▸ PROBLEM STATEMENT: Reproduce each of the following lines without any change.

▸ A data block:
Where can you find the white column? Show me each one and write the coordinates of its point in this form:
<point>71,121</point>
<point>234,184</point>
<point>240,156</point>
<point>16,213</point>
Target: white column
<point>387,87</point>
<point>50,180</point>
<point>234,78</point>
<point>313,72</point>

▸ EXPECTED ANSWER:
Where can you find the white column? Show me each one and write the coordinates of its point in this form:
<point>71,121</point>
<point>234,184</point>
<point>240,156</point>
<point>16,213</point>
Target: white column
<point>387,87</point>
<point>50,180</point>
<point>234,78</point>
<point>313,72</point>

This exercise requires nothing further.